(GIVEN RECORDS)
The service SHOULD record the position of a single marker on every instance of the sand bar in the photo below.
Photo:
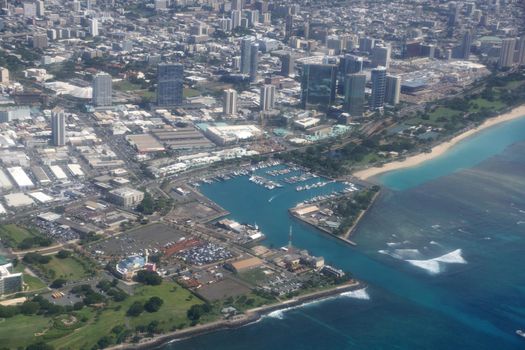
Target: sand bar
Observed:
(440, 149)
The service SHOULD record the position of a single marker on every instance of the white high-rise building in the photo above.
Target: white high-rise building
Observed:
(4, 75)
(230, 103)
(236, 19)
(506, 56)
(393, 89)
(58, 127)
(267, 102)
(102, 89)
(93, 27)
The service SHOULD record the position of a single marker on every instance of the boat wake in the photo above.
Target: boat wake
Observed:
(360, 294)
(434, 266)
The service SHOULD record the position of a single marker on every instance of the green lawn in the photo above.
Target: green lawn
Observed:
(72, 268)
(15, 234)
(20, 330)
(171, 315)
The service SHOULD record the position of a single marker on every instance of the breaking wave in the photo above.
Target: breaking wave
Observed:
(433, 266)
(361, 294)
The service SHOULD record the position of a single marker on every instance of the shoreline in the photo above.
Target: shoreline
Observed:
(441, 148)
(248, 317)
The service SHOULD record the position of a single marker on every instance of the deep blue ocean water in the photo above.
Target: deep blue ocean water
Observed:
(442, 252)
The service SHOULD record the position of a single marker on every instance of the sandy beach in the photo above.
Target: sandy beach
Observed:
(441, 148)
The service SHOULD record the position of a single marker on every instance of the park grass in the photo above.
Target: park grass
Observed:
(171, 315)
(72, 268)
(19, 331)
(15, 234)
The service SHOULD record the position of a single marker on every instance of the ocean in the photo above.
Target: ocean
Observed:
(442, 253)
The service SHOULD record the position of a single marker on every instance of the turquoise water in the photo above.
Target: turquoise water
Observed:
(End GIVEN RECORDS)
Can you restate all the records above word for word while dropping the pictures?

The service SHOULD record the position of a single marker on every instance of the sand bar in the photo below.
Photo:
Target: sand bar
Observed:
(440, 149)
The service SHOULD record the position of a single marker on every instance of the white high-rise building in the photo above.
Target: white high-rise building
Observed:
(4, 75)
(230, 103)
(236, 19)
(506, 56)
(393, 89)
(58, 127)
(267, 102)
(102, 89)
(93, 27)
The service SHOULD record the position of a single marker on every instance of the boat wake in the photo above.
Target: boat wake
Observed:
(360, 294)
(434, 266)
The service SHOULD record the position of a single marker on every instance of the green lawn in the photo above.
Target: green lawn
Observed:
(72, 268)
(15, 234)
(20, 330)
(171, 315)
The service SHOULD record the position of a single marker on every instance of the breaking wave in the photo above.
Target: breaking wave
Observed:
(433, 266)
(361, 294)
The service SHOULD record the position of a single marker on every instance of the shoreline in the photo above.
Target: shoreline
Observed:
(441, 148)
(248, 317)
The service SHOULD record the position of a single marker on every instance of the deep blue ocean water in the photo above.
Target: deep blue ocean water
Observed:
(442, 252)
The service SHOULD record the position of a single marker on every instance of the sandy beach in the photo above.
Target: sandy beach
Observed:
(441, 148)
The service SHOULD record the position of a single marker on every instance of the park grass in the photo above.
Target: park grass
Observed:
(171, 315)
(72, 268)
(19, 331)
(15, 234)
The service SHOULD record the position of a single marker on every instance of the ocean in the photo above.
Target: ocean
Observed:
(442, 253)
The service SHOULD record the position of a single marker on every instance of the turquoise water in the photo above.
Target: turquoise water
Observed:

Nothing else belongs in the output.